WRITTEN EXERCISE:
Reproduce the material starting at the line containing "the armchair backrest" and ending at the line containing "column 149, row 70", swapping "site survey" for "room inventory" and leaving everything else unchanged.

DATA EXCERPTS:
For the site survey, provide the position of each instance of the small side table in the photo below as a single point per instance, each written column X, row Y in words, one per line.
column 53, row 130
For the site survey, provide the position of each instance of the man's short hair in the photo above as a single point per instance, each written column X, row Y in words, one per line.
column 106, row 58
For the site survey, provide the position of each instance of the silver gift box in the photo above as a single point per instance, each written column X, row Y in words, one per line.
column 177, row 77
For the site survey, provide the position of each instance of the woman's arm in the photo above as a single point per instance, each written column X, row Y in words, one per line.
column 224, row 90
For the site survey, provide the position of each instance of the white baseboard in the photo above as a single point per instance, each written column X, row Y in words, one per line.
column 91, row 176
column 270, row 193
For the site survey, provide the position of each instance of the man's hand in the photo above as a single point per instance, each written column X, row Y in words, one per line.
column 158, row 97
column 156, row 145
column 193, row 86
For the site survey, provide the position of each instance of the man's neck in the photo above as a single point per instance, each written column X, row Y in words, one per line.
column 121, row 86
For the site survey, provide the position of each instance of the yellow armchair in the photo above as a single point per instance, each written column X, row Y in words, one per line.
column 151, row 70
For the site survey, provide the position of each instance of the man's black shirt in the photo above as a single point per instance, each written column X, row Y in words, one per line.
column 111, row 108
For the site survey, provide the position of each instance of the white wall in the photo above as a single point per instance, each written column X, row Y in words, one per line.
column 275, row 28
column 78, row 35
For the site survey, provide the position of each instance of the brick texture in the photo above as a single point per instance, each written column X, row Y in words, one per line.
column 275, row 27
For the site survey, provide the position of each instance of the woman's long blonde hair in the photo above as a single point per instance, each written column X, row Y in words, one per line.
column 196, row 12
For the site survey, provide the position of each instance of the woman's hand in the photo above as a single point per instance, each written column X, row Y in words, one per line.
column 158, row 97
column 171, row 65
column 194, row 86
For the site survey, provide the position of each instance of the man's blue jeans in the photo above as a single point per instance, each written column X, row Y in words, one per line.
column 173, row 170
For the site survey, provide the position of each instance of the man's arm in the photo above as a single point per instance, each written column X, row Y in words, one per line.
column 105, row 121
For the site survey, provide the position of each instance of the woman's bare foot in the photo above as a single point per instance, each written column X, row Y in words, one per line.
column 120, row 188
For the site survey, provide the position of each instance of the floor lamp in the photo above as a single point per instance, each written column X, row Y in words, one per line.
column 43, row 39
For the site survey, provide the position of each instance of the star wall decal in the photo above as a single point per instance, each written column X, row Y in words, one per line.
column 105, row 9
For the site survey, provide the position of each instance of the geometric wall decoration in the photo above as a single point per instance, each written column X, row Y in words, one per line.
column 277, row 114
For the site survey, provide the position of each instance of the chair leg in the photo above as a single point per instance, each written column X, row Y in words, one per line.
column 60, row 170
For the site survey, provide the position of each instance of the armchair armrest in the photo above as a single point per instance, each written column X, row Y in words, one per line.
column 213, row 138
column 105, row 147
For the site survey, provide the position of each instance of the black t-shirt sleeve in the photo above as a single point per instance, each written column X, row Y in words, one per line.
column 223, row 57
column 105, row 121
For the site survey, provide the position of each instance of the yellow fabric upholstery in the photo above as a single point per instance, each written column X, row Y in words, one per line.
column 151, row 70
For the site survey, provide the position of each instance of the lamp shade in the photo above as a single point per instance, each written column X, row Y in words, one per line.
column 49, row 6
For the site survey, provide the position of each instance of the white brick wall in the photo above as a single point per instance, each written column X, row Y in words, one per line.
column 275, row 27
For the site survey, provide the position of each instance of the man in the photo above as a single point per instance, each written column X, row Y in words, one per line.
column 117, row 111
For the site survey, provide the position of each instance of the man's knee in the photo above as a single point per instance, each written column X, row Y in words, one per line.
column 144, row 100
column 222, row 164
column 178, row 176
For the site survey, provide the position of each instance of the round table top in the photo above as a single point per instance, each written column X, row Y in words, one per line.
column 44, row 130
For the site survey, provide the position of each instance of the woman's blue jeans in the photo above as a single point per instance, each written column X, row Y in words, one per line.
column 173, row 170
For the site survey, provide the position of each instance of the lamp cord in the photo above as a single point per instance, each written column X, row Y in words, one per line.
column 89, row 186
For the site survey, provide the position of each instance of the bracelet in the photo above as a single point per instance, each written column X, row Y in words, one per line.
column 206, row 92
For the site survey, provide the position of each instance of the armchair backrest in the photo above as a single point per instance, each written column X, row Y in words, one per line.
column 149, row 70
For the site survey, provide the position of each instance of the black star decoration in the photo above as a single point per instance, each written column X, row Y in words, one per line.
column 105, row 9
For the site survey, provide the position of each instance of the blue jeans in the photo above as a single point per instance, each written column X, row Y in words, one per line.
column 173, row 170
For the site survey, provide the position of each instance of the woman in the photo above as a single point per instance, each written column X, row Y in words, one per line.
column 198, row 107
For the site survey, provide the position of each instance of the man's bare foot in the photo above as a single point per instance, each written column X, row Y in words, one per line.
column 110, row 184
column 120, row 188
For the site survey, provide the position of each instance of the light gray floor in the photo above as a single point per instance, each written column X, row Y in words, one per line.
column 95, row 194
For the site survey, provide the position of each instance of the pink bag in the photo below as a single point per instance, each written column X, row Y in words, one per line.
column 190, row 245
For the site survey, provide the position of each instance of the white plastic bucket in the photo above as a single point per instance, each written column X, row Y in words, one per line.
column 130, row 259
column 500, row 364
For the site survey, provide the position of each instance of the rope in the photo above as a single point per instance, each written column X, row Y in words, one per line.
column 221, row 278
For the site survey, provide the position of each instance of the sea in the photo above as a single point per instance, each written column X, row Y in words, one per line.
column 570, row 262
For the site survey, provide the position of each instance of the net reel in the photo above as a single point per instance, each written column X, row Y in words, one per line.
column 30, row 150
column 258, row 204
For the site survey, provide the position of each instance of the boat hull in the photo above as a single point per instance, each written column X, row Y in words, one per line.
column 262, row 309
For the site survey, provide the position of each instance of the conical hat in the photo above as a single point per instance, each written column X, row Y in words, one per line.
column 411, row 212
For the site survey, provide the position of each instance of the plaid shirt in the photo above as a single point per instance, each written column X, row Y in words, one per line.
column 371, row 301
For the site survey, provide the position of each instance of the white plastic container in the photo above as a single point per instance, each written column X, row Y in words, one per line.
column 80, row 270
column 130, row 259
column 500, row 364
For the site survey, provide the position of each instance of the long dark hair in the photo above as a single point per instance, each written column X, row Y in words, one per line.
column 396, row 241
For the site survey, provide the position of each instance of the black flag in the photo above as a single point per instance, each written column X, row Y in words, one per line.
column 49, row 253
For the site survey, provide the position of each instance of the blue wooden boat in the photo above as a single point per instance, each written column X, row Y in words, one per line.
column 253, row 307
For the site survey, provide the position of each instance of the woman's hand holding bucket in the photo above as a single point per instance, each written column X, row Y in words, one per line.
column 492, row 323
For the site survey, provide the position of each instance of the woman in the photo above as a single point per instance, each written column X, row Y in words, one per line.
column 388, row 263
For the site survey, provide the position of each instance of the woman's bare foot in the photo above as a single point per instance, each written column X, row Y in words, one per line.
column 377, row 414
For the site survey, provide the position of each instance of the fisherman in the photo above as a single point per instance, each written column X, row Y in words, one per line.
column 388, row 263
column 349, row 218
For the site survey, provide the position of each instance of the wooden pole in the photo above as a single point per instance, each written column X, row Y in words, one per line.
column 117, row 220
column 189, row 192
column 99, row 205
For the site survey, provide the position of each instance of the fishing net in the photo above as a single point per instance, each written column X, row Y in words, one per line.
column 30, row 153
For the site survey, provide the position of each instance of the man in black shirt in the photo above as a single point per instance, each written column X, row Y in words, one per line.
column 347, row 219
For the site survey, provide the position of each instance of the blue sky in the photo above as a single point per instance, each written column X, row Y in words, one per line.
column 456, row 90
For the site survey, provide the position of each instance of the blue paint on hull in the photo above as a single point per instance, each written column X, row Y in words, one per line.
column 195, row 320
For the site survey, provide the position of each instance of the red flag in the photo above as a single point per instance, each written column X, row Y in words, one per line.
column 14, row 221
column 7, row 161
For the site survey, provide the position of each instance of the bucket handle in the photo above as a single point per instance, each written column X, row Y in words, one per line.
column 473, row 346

* * *

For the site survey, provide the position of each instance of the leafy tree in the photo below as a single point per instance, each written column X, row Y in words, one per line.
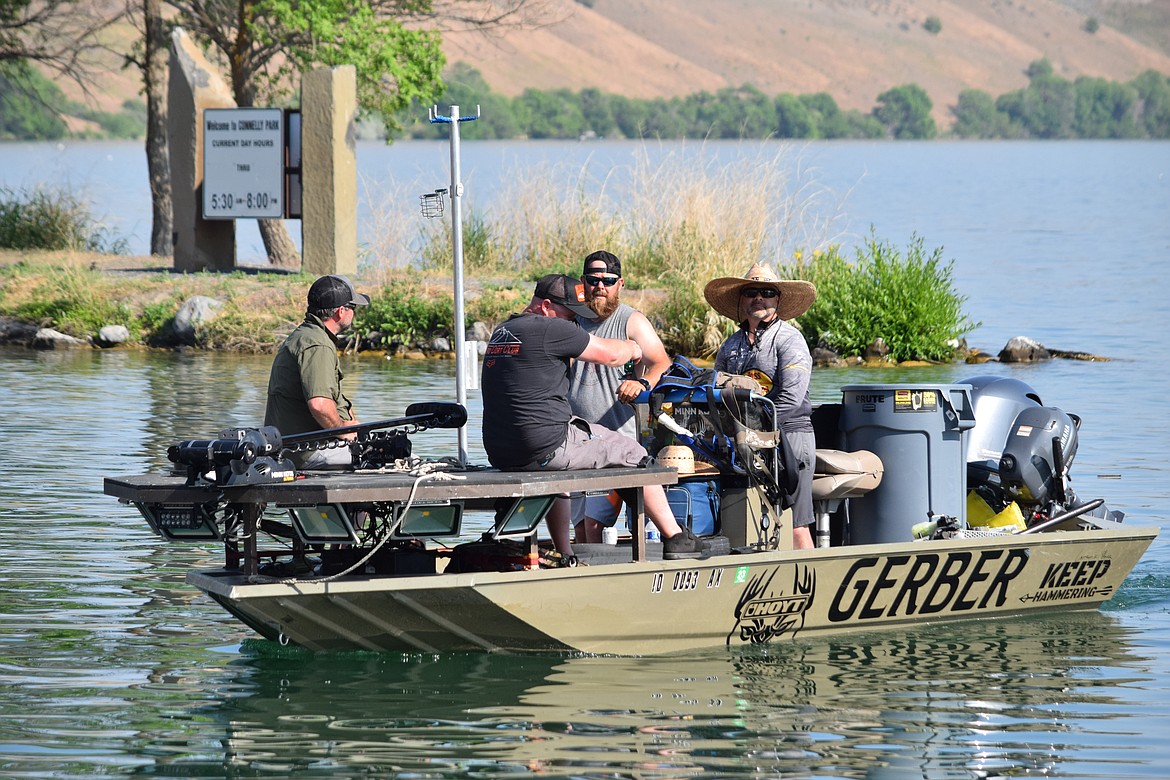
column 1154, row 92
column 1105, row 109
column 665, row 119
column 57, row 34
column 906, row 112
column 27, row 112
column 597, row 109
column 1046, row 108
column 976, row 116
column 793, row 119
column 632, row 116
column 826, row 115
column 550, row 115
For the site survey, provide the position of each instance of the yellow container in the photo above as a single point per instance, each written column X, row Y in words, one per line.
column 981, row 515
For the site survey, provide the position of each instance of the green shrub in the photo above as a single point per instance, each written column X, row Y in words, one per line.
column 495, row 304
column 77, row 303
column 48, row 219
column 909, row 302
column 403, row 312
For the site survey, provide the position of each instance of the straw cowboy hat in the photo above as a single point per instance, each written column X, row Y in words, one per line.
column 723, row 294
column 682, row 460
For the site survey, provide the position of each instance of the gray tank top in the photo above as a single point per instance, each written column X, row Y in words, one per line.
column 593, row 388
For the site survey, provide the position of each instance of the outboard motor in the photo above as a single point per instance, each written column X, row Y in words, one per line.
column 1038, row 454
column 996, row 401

SOLUTION TO THE EXERCISE:
For the room inventory, provide the position of each instance of the armchair backrest in the photo above as a single point per instance, each written column X, row Y in words, one per line.
column 149, row 70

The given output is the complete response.